◆ Exercise ◆
Write out, without any change, the stretch of the listing below from its first line through the line that holds "point(11, 115)", and nothing else.

....

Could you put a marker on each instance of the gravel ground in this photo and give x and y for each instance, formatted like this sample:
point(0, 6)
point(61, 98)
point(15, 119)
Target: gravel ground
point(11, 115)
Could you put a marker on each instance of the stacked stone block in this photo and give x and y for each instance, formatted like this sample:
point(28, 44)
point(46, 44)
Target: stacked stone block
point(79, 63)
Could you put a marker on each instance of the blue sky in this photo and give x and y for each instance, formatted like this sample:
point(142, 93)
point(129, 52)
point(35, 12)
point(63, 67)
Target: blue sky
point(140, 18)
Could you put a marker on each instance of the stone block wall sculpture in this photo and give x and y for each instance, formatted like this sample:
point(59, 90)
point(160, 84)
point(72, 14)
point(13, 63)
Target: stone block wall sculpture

....

◆ Completed task ◆
Could you put a marker on each instance of the gravel ground in this photo and give x and y for each instance, formatted like this sample:
point(0, 6)
point(61, 98)
point(15, 119)
Target: gravel ground
point(11, 115)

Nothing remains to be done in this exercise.